-------- INFORMATION SHOWN --------

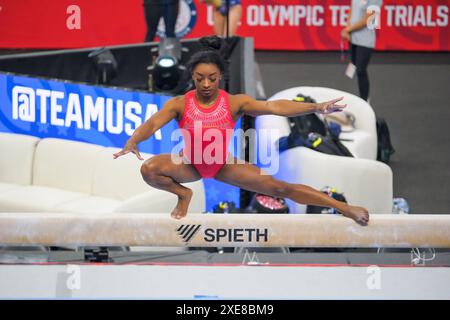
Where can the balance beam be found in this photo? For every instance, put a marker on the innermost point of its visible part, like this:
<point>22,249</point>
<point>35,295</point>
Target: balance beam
<point>224,230</point>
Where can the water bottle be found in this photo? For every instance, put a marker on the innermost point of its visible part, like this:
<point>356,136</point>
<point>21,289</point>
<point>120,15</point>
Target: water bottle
<point>400,206</point>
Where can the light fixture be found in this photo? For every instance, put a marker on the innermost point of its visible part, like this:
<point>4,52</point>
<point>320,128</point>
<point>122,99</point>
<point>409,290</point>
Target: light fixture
<point>166,71</point>
<point>105,63</point>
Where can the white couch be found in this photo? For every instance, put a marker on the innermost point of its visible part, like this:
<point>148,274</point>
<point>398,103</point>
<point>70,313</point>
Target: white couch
<point>363,180</point>
<point>55,175</point>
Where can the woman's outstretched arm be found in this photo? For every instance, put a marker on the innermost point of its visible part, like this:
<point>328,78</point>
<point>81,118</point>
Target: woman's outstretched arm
<point>248,105</point>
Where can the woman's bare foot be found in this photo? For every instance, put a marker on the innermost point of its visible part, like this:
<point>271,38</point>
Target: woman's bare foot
<point>180,210</point>
<point>359,214</point>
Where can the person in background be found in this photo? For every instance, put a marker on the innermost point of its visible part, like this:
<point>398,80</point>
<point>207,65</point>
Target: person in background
<point>154,10</point>
<point>208,109</point>
<point>361,34</point>
<point>220,16</point>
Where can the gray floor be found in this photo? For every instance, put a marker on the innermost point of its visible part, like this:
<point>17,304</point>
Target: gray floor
<point>410,90</point>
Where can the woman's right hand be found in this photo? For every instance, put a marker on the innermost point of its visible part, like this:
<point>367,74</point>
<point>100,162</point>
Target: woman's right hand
<point>130,146</point>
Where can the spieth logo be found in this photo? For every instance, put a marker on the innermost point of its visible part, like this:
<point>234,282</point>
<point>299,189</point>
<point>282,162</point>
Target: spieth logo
<point>188,231</point>
<point>187,16</point>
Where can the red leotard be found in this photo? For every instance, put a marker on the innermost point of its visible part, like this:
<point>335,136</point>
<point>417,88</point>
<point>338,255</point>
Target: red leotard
<point>207,133</point>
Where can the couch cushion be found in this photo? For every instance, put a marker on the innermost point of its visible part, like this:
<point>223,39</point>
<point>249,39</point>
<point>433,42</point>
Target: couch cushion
<point>16,161</point>
<point>4,187</point>
<point>35,199</point>
<point>118,178</point>
<point>88,204</point>
<point>65,164</point>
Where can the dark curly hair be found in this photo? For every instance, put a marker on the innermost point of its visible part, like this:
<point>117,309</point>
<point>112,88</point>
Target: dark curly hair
<point>210,53</point>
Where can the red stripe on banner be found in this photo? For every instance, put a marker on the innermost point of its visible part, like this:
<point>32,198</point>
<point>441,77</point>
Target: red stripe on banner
<point>413,25</point>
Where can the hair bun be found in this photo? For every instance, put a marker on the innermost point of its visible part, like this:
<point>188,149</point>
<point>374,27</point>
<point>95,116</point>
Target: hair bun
<point>211,42</point>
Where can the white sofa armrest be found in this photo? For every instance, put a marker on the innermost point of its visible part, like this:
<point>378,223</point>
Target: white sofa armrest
<point>160,201</point>
<point>366,183</point>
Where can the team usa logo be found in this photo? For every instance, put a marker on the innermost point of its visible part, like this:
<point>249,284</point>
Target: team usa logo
<point>187,17</point>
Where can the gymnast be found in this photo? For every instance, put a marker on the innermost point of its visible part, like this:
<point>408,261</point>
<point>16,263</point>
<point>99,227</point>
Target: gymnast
<point>209,107</point>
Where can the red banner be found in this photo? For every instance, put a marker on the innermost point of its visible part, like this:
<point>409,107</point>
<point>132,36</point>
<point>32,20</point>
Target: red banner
<point>414,25</point>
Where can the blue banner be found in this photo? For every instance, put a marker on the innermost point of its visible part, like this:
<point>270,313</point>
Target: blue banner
<point>98,115</point>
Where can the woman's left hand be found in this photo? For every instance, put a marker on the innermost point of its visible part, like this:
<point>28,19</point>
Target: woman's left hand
<point>330,106</point>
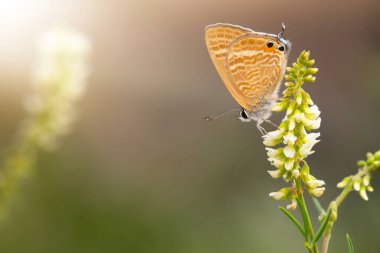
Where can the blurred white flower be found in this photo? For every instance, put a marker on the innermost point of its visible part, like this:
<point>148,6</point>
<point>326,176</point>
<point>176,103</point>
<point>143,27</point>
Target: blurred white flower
<point>60,79</point>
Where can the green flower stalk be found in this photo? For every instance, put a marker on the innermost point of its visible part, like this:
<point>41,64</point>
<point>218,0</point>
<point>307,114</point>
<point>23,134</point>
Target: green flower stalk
<point>294,133</point>
<point>290,145</point>
<point>359,182</point>
<point>59,82</point>
<point>293,141</point>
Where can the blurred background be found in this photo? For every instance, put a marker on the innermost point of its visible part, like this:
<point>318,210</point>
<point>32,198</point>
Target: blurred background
<point>142,172</point>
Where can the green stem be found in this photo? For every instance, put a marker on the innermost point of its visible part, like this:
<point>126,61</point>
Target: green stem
<point>347,189</point>
<point>309,231</point>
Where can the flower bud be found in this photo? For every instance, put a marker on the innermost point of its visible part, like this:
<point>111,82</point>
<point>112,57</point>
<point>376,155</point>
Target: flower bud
<point>276,195</point>
<point>366,180</point>
<point>362,163</point>
<point>278,107</point>
<point>274,173</point>
<point>344,182</point>
<point>289,151</point>
<point>309,78</point>
<point>357,185</point>
<point>272,138</point>
<point>317,192</point>
<point>296,173</point>
<point>289,164</point>
<point>363,193</point>
<point>292,206</point>
<point>315,183</point>
<point>311,71</point>
<point>289,138</point>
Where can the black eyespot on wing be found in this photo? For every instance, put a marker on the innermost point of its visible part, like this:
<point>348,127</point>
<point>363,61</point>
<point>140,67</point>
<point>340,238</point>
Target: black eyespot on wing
<point>243,114</point>
<point>270,44</point>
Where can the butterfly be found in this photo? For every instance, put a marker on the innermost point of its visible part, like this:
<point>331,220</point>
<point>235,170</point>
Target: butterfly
<point>251,65</point>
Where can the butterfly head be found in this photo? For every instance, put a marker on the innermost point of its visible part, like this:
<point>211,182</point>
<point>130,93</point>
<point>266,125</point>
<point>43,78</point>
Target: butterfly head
<point>284,45</point>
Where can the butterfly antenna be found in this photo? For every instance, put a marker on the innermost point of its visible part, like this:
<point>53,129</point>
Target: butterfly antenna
<point>212,117</point>
<point>279,36</point>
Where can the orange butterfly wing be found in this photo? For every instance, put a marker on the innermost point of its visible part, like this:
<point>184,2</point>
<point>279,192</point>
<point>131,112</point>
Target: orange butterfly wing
<point>218,38</point>
<point>255,70</point>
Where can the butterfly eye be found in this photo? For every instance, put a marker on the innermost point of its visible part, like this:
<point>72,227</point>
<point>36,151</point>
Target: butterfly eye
<point>243,114</point>
<point>270,44</point>
<point>281,48</point>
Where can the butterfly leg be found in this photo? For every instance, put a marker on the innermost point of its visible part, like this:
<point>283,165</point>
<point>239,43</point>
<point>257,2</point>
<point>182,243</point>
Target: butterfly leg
<point>270,122</point>
<point>261,129</point>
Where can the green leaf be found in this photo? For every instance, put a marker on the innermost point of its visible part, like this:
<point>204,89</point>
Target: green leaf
<point>321,229</point>
<point>294,220</point>
<point>349,244</point>
<point>318,206</point>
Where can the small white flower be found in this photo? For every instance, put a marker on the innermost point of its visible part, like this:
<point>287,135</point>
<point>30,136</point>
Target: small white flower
<point>289,151</point>
<point>289,139</point>
<point>274,173</point>
<point>276,195</point>
<point>313,124</point>
<point>280,106</point>
<point>271,152</point>
<point>296,173</point>
<point>292,206</point>
<point>312,112</point>
<point>366,180</point>
<point>289,164</point>
<point>290,109</point>
<point>317,192</point>
<point>299,98</point>
<point>357,185</point>
<point>363,193</point>
<point>292,124</point>
<point>278,163</point>
<point>315,183</point>
<point>310,141</point>
<point>272,138</point>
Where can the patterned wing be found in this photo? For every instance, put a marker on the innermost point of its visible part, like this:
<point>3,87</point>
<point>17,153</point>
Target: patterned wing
<point>255,69</point>
<point>218,38</point>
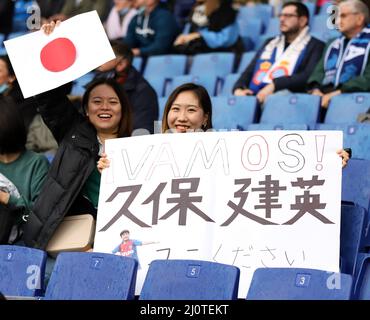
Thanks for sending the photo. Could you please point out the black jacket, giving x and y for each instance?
(297, 81)
(72, 165)
(143, 100)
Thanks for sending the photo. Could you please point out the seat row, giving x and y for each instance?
(94, 275)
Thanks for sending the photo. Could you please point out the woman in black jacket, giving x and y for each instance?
(72, 184)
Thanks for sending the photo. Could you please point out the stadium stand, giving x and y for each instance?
(92, 276)
(299, 284)
(190, 280)
(21, 271)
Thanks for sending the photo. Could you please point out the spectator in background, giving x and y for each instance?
(283, 62)
(6, 17)
(345, 64)
(153, 31)
(142, 96)
(22, 172)
(119, 18)
(213, 28)
(75, 7)
(48, 8)
(181, 10)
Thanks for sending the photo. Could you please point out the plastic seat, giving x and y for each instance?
(299, 284)
(22, 271)
(289, 109)
(262, 11)
(157, 82)
(356, 136)
(227, 87)
(245, 61)
(352, 232)
(219, 64)
(190, 280)
(269, 126)
(167, 66)
(345, 108)
(78, 88)
(233, 113)
(137, 62)
(250, 30)
(362, 284)
(92, 276)
(356, 182)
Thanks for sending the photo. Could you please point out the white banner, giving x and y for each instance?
(43, 62)
(249, 199)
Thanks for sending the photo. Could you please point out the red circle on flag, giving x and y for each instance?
(58, 55)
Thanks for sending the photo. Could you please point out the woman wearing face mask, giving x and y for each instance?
(119, 18)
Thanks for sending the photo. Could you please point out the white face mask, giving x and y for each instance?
(3, 87)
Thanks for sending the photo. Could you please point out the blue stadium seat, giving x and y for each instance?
(78, 88)
(190, 280)
(219, 64)
(262, 11)
(167, 66)
(293, 108)
(270, 126)
(352, 232)
(250, 30)
(92, 276)
(362, 283)
(207, 80)
(137, 62)
(326, 34)
(345, 108)
(157, 82)
(356, 182)
(22, 271)
(299, 284)
(245, 61)
(227, 87)
(233, 113)
(355, 136)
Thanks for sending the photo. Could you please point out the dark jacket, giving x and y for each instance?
(359, 83)
(144, 100)
(297, 81)
(73, 163)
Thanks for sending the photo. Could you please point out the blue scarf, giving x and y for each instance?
(341, 65)
(275, 61)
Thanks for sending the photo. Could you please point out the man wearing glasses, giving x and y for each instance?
(284, 62)
(345, 64)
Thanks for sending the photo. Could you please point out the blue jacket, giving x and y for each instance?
(155, 36)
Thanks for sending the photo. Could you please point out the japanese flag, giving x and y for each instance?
(43, 62)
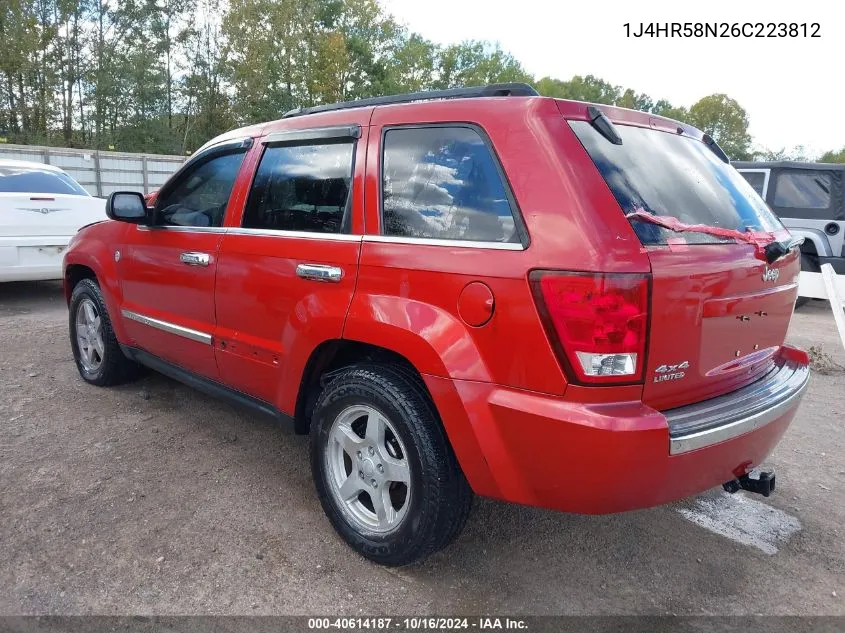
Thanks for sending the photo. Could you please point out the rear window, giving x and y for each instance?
(673, 175)
(803, 190)
(34, 180)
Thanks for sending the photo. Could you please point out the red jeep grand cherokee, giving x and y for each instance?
(468, 291)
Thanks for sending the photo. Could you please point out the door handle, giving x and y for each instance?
(195, 259)
(320, 272)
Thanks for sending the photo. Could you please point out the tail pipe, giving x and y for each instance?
(757, 481)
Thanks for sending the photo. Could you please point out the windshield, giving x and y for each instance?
(674, 175)
(20, 179)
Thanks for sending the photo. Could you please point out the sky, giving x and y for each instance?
(793, 89)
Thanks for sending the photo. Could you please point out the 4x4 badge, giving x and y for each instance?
(770, 274)
(671, 372)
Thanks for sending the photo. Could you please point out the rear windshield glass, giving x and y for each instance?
(34, 180)
(674, 175)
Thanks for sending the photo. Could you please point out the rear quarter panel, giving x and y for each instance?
(407, 294)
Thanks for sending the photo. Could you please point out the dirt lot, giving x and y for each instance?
(154, 499)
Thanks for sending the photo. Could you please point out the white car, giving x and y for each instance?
(41, 208)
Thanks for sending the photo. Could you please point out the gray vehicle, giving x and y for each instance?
(808, 198)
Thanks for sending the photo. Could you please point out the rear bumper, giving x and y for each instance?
(599, 458)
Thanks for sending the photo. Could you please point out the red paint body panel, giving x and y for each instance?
(521, 431)
(157, 284)
(711, 308)
(93, 247)
(546, 451)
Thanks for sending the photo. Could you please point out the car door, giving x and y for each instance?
(287, 273)
(167, 270)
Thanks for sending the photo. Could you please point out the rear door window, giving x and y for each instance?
(35, 180)
(302, 188)
(803, 190)
(443, 182)
(674, 175)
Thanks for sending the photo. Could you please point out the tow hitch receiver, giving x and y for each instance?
(761, 482)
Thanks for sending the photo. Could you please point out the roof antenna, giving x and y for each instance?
(600, 121)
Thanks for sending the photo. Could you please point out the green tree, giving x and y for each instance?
(833, 156)
(474, 63)
(726, 121)
(589, 88)
(664, 108)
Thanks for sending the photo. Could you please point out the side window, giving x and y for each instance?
(301, 188)
(803, 190)
(757, 180)
(201, 195)
(443, 183)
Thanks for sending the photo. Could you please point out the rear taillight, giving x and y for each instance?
(597, 323)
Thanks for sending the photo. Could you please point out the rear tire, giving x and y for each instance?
(97, 353)
(810, 264)
(376, 438)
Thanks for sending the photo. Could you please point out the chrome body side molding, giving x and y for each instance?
(170, 328)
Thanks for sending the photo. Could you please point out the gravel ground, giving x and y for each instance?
(151, 498)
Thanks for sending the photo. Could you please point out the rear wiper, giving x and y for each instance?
(762, 241)
(775, 250)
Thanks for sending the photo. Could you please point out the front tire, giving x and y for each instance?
(97, 353)
(385, 473)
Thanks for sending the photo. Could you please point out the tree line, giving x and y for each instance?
(164, 76)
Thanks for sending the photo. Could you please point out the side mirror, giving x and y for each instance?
(128, 206)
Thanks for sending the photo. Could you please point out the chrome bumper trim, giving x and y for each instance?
(166, 326)
(733, 414)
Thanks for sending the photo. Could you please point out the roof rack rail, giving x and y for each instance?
(493, 90)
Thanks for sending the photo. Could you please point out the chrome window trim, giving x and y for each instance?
(425, 241)
(766, 173)
(340, 237)
(237, 230)
(739, 412)
(170, 328)
(313, 134)
(183, 229)
(309, 235)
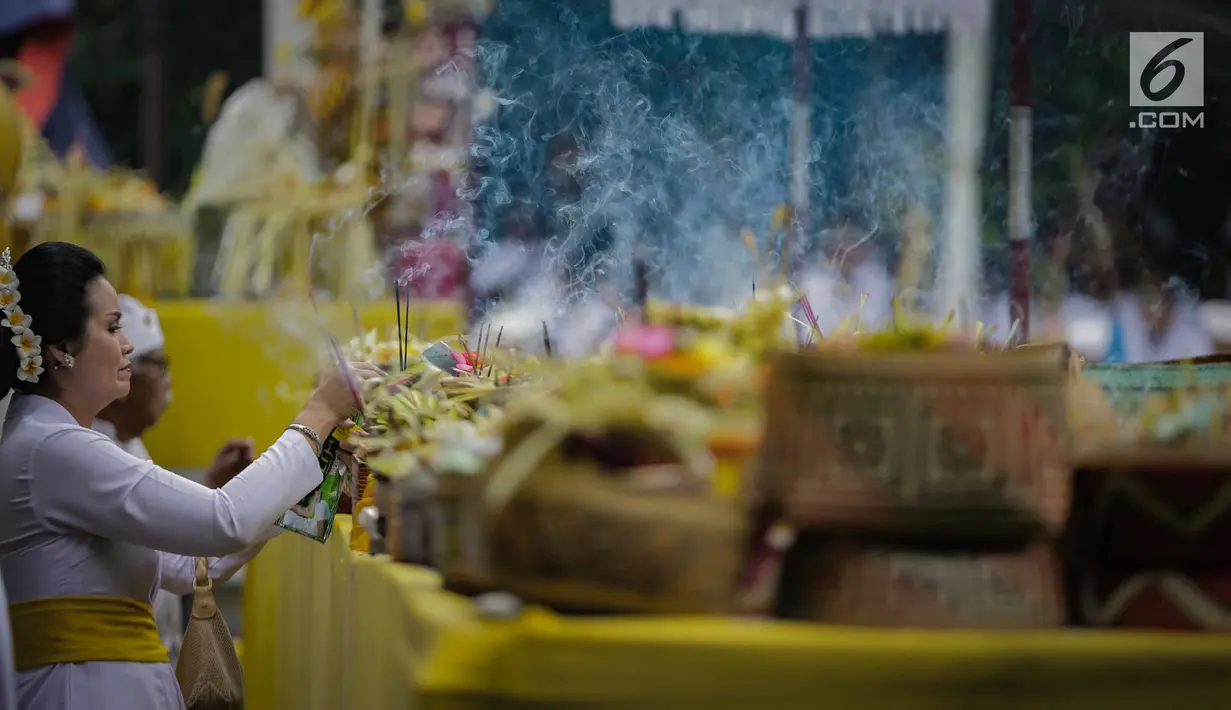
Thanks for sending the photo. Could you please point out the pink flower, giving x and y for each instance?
(645, 341)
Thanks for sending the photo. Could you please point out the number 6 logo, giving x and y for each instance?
(1166, 69)
(1158, 63)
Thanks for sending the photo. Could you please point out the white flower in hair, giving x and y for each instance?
(17, 320)
(30, 369)
(28, 345)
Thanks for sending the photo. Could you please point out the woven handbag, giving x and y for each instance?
(208, 671)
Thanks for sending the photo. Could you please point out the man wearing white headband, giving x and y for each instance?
(126, 420)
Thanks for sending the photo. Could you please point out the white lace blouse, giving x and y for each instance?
(81, 517)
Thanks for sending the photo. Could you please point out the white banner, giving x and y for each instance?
(825, 17)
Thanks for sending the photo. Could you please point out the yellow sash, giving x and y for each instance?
(78, 629)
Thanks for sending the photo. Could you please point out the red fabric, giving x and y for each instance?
(43, 53)
(1125, 532)
(1151, 608)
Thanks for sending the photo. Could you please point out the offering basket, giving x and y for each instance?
(576, 535)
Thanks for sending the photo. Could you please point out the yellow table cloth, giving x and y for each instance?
(413, 645)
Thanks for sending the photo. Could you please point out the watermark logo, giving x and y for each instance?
(1167, 79)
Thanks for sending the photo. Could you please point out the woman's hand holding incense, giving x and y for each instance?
(332, 401)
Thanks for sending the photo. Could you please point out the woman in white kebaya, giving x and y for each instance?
(89, 532)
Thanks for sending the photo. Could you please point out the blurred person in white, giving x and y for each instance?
(1157, 320)
(90, 533)
(853, 284)
(126, 420)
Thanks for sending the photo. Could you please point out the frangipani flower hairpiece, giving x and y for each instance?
(30, 346)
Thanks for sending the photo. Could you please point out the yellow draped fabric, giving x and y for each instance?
(79, 629)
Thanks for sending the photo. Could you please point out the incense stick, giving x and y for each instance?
(641, 286)
(491, 368)
(396, 300)
(405, 331)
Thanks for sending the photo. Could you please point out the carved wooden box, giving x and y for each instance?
(971, 444)
(879, 585)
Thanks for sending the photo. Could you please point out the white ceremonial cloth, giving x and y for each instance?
(81, 517)
(8, 681)
(168, 609)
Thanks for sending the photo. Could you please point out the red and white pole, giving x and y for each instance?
(1021, 159)
(800, 139)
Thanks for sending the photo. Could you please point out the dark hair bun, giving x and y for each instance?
(53, 279)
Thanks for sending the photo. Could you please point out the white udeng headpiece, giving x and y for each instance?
(140, 325)
(30, 346)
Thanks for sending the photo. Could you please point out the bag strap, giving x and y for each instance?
(203, 604)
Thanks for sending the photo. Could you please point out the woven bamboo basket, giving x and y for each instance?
(1129, 386)
(579, 537)
(461, 550)
(413, 518)
(947, 444)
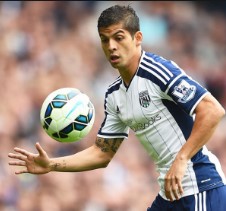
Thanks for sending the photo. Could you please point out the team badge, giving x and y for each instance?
(184, 91)
(144, 99)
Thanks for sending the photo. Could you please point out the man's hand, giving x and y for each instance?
(31, 163)
(173, 179)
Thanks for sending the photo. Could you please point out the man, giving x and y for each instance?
(172, 115)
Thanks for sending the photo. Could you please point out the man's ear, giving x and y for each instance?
(138, 37)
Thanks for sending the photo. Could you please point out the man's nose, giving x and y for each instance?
(112, 45)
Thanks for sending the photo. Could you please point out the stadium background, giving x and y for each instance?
(48, 45)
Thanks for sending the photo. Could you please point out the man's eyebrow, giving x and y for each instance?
(117, 32)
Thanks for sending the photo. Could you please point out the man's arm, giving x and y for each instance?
(96, 156)
(208, 114)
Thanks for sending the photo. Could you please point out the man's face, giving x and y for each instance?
(118, 45)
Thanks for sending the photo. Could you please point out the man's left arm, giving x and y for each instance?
(208, 113)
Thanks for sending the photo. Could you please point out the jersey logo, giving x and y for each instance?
(184, 91)
(144, 99)
(117, 110)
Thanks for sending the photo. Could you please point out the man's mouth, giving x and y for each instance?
(114, 58)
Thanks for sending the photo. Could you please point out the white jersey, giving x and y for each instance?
(158, 106)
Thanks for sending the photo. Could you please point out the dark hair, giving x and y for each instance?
(120, 14)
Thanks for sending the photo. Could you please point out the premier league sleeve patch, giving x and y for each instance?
(186, 92)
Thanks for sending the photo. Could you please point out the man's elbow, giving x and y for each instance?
(218, 111)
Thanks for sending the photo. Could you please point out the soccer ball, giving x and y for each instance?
(67, 115)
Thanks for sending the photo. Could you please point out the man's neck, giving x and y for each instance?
(128, 72)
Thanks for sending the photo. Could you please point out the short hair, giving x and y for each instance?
(120, 14)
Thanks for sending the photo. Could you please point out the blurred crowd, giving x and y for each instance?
(46, 45)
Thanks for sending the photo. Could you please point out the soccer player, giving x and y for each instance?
(172, 115)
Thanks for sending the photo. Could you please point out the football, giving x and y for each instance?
(67, 115)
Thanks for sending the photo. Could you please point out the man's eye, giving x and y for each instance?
(104, 40)
(119, 38)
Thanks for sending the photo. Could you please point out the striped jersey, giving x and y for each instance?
(158, 105)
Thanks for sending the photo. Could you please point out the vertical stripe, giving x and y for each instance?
(200, 201)
(204, 201)
(196, 202)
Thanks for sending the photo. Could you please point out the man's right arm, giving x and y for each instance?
(96, 156)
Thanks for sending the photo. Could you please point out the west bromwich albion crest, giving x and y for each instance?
(184, 91)
(144, 99)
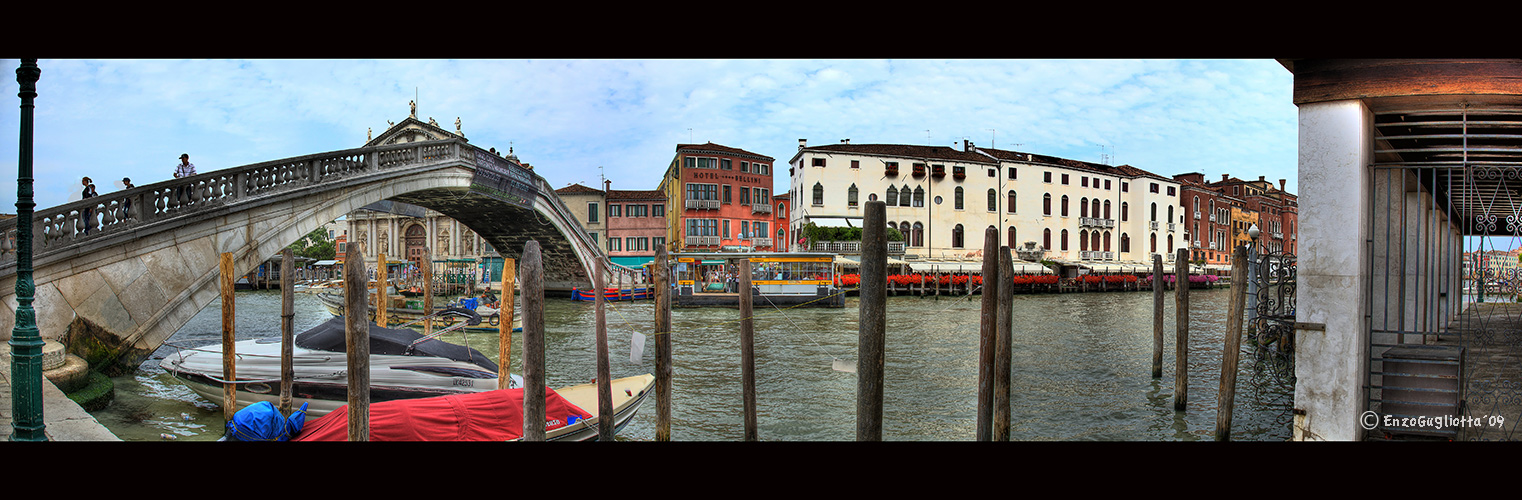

--------

__BRIEF__
Reproduce every line from the start of the items through the line holding "<point>220,16</point>", inclusive, word for word. Leave the pictures out.

__EXPECTED OUTPUT__
Where can the balance beam be found in this photo? For every instance, put a marker on the innermost point of its visible part, like this:
<point>22,249</point>
<point>35,295</point>
Target: balance beam
<point>224,230</point>
Where can the water bottle be found in this photo? For every instance, put a marker on the innermost point of its visible part, like this:
<point>356,136</point>
<point>21,289</point>
<point>120,15</point>
Target: water bottle
<point>400,206</point>
Where can the light fixture be found in this photo? For every instance, put a marker on the innermost point of its visible part, like this:
<point>4,52</point>
<point>320,128</point>
<point>122,99</point>
<point>409,290</point>
Target: light fixture
<point>166,71</point>
<point>105,63</point>
Where can the white couch be found in this photo? For every instance, put a marker on the innermost point of its visible part, like this:
<point>148,274</point>
<point>398,103</point>
<point>70,313</point>
Target: white couch
<point>363,180</point>
<point>55,175</point>
Where can the woman's outstretched arm be found in this photo? For every instance, put a marker on the innermost point of its visible part, like this:
<point>328,78</point>
<point>81,118</point>
Target: woman's outstretched arm
<point>248,105</point>
Where can the woman's bare foot be found in this photo? For every instance, put a marker on the innermost point of its visible part, like this:
<point>271,38</point>
Target: woman's bare foot
<point>180,210</point>
<point>359,214</point>
Where can the person in background be found in this photo? For every instance, put a marker on the innermost point of its visible part, like this:
<point>398,80</point>
<point>207,65</point>
Target: person in background
<point>154,10</point>
<point>208,109</point>
<point>361,34</point>
<point>220,16</point>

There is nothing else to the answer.